● What to work on: Once the images are set aside, return every entry exactly.
+---+
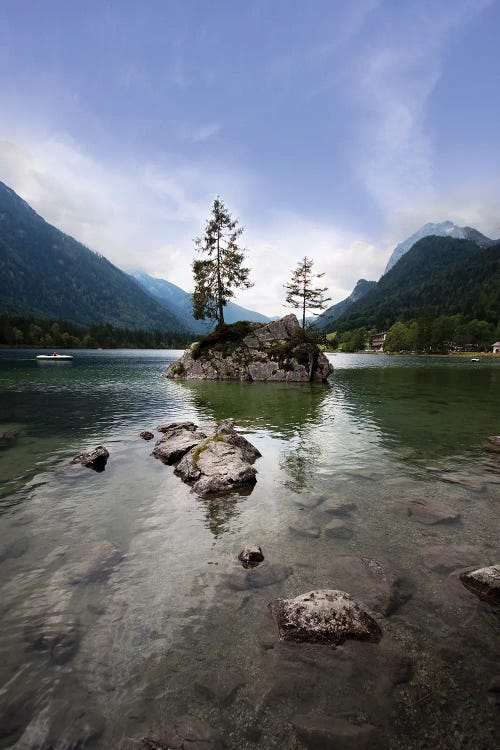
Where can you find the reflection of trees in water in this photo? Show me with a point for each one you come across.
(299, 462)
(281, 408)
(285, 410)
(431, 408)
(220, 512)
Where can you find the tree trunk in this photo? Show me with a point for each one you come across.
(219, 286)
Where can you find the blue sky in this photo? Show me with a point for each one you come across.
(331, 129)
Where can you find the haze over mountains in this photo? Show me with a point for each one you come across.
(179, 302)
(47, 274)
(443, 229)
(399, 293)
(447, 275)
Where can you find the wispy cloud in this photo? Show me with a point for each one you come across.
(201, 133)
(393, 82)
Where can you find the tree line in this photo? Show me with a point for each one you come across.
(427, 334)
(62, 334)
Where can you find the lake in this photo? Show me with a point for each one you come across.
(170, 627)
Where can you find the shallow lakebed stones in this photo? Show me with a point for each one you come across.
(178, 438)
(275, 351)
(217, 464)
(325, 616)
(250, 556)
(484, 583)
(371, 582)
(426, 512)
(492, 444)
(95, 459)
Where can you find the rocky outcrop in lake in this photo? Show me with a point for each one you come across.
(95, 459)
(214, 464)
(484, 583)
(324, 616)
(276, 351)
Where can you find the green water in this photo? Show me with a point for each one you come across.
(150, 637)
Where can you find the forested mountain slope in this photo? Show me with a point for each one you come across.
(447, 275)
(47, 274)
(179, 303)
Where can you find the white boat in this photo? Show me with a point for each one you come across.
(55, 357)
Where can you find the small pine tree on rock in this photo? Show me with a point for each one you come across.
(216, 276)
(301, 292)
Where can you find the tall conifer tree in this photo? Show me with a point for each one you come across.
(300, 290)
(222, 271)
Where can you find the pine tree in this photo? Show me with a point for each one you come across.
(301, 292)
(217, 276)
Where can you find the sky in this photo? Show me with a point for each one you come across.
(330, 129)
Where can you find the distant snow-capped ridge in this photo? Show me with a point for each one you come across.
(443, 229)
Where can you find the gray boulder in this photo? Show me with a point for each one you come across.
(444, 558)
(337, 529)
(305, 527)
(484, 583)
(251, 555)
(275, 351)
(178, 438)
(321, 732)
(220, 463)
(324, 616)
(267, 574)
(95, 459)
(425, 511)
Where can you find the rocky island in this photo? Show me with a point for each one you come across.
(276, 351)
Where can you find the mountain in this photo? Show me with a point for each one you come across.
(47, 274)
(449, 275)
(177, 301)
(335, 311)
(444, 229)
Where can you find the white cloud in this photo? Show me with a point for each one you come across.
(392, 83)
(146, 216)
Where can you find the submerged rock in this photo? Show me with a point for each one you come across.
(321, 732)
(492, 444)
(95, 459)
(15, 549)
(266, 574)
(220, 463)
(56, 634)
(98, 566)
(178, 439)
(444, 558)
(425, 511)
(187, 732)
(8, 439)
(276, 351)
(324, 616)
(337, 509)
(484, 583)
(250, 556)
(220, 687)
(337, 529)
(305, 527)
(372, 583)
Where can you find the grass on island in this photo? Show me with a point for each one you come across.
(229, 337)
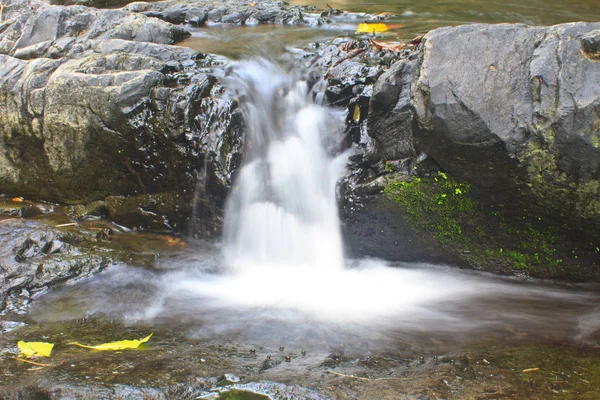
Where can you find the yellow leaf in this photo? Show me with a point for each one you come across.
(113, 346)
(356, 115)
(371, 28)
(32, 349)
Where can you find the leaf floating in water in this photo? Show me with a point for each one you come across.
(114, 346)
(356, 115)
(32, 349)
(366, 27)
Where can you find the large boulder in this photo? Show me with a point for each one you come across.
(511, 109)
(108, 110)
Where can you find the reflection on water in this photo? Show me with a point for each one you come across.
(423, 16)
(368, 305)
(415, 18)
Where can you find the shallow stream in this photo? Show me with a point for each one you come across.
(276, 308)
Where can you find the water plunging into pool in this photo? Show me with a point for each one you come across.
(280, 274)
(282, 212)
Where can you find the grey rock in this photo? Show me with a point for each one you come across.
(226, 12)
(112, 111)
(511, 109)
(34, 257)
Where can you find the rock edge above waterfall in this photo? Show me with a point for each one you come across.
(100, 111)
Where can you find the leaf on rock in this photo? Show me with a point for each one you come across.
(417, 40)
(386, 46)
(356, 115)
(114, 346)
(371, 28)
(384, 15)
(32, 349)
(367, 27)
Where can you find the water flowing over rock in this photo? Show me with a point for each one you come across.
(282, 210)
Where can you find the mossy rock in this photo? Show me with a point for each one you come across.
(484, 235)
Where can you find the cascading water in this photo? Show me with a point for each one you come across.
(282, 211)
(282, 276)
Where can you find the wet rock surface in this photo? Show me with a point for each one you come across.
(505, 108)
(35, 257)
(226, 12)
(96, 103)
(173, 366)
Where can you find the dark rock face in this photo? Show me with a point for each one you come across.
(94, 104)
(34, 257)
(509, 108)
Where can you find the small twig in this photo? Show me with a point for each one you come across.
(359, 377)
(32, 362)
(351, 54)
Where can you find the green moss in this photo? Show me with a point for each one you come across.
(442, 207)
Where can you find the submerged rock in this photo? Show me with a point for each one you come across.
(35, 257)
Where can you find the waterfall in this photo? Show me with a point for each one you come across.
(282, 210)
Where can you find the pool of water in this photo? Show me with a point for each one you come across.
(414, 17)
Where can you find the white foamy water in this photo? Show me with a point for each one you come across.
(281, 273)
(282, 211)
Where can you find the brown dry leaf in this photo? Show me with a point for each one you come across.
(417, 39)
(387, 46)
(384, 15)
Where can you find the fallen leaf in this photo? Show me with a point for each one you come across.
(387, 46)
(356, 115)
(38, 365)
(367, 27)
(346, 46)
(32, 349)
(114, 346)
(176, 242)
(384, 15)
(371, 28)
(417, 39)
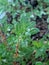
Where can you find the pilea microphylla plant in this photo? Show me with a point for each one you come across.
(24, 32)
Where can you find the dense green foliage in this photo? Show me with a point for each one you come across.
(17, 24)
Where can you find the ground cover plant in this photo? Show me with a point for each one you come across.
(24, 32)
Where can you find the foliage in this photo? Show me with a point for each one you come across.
+---+
● Result of the exercise:
Where can you find the reflection of trees in water in this photo? Show me with a point for each one you come across.
(299, 462)
(281, 408)
(285, 410)
(431, 408)
(220, 512)
Where can you find the tree trunk in this photo? Show me with a point for each one you come across.
(219, 286)
Where can you find the blue sky in this photo? Show me with a point for each one you come across.
(331, 129)
Where can you find the haze over mountains in this photo? Show me with a point for each one you come across.
(179, 302)
(47, 274)
(443, 229)
(399, 293)
(447, 275)
Where can you find the wispy cloud in this photo? Show me with a point for each one you come across.
(201, 133)
(393, 82)
Where can you find the tree line in this photo? Show me with a point for each one you come across.
(427, 334)
(62, 334)
Where can you find the lake in this photo? Show me with a point for each one you come across.
(170, 627)
Where can you find the shallow lakebed stones in this photo? Show me with a point for each one you come across.
(178, 438)
(275, 351)
(217, 464)
(325, 616)
(250, 556)
(484, 583)
(371, 582)
(426, 512)
(492, 444)
(95, 459)
Where can you find the rocky outcrop in lake in this photo? Show me with a point for each one you come across.
(95, 459)
(214, 464)
(484, 583)
(324, 616)
(276, 351)
Where can you find the green water in this photo? Show me with a point for each one you come across.
(150, 637)
Where can you find the forested mountain slope in this photo? Show me with a point for each one you come across.
(447, 275)
(47, 274)
(179, 303)
Where can you find the white boat in this photo? Show me with a point for each one you come across.
(55, 357)
Where can you find the small pine tree on rock in this photo? Show me with a point for each one you come across.
(216, 276)
(301, 292)
Where can you find the tall conifer tree in this photo? Show me with a point for each one you come across.
(300, 290)
(222, 271)
Where can you find the pine tree in this photo? Show me with a point for each one you come across.
(301, 292)
(217, 276)
Where can you find the sky in this photo? Show me with a point for each one you come across.
(330, 129)
Where can you find the distant snow-capped ridge in this photo? Show me with a point for each one you come across.
(443, 229)
Where can you find the gray boulder in this photo? Show me with a point for each one you come across.
(444, 558)
(337, 529)
(305, 527)
(484, 583)
(251, 555)
(275, 351)
(178, 438)
(321, 732)
(220, 463)
(324, 616)
(267, 574)
(95, 459)
(425, 511)
Where can you find the rocky island in this photo? Show me with a point for each one you come across.
(276, 351)
Where can you find the mountain in this photo? Show me with a point for each one you come across.
(47, 274)
(449, 275)
(177, 301)
(335, 311)
(444, 229)
Where can you find the white cloud in this photo? Show me with a point for each one you come across.
(392, 83)
(146, 216)
Where can you find the submerged rock in this photo? Show me with a point for each one you come across.
(321, 732)
(492, 444)
(95, 459)
(15, 549)
(266, 574)
(220, 463)
(56, 634)
(98, 566)
(178, 439)
(444, 558)
(425, 511)
(187, 732)
(8, 439)
(276, 351)
(324, 616)
(337, 509)
(484, 583)
(250, 556)
(220, 687)
(337, 529)
(305, 527)
(372, 583)
Where can you find the grass on island in this photo? Show me with a point for each one you come across.
(229, 337)
Where can you find the yellow leaf in this photo? Show me with a point for each one you come across.
(113, 346)
(356, 115)
(371, 28)
(32, 349)
Where can you find the leaf floating in water in this photo? Show me with a point for each one you come across.
(114, 346)
(356, 115)
(32, 349)
(366, 27)
Where can you find the large boulder in this photo? Show me with a point for each one you come across.
(511, 109)
(108, 110)
Where can you find the reflection on water in this photo? Show me with a point for each one you come across.
(423, 16)
(368, 305)
(415, 18)
Where can you find the shallow stream in this photo? Show me with a point for each one you come across.
(276, 308)
Where can you find the water plunging into pool in this photo? Show me with a point for each one you come across.
(280, 274)
(282, 212)
Where can you find the grey rock in this photo? Show me with a point for each one you come across.
(226, 12)
(112, 111)
(511, 109)
(34, 257)
Where can you find the rock edge above waterfall in this photo? Show me with a point for each one you come across.
(100, 111)
Where can you find the leaf on rock in this photo? Show me with a point for each one you come across.
(417, 40)
(386, 46)
(356, 115)
(114, 346)
(371, 28)
(384, 15)
(32, 349)
(367, 27)
Where can you find the water flowing over rock in this photo? Show me with a point for each one you come across.
(282, 210)
Where can you find the mossy rock in this photo? Show me with a point for each one you come across.
(484, 235)
Where can you find the cascading water in this photo? Show me with a point for each one you come across.
(282, 211)
(282, 276)
Where can you find the wet rock surface in this photo? Show me with a point for each one you come across.
(505, 108)
(35, 257)
(226, 12)
(96, 103)
(173, 366)
Where can you find the dark rock face in this photo? Show me with a point for each one you come across.
(94, 104)
(34, 257)
(509, 108)
Where can you find the small twig in this photo? Show me with a point for each one you come across.
(359, 377)
(32, 362)
(351, 54)
Where can you find the green moss in this photo? Show me with a point for each one you come across.
(442, 207)
Where can you find the submerged rock in this photo? Show me with a point for each one you come across.
(35, 257)
Where can you find the waterfall in this photo? Show me with a point for each one you come across.
(282, 210)
Where can you find the pool of water in this photo? Show me with a point for each one you come across.
(414, 17)
Where can you find the white foamy water in this photo? Show me with a point for each one you come across.
(281, 273)
(282, 211)
Where can you find the brown dry leaf in this photo? Show me with a point for each one you come across.
(417, 39)
(387, 46)
(384, 15)
Where can you find the fallen leaf in this photo? Show me with a point for each one you come across.
(387, 46)
(356, 115)
(38, 365)
(367, 27)
(346, 46)
(32, 349)
(114, 346)
(176, 242)
(384, 15)
(371, 28)
(417, 39)
Where can you find the pilea microphylla plant in this photo? Show me with a point for each one you come across.
(24, 32)
Where can you find the dense green foliage in this photo? Show me with a point for each one you come across.
(17, 24)
Where can you find the ground cover plant in this photo? Show me with a point for each one you come across.
(24, 32)
Where can you find the foliage in this photo? Show me with a point for each one you come across.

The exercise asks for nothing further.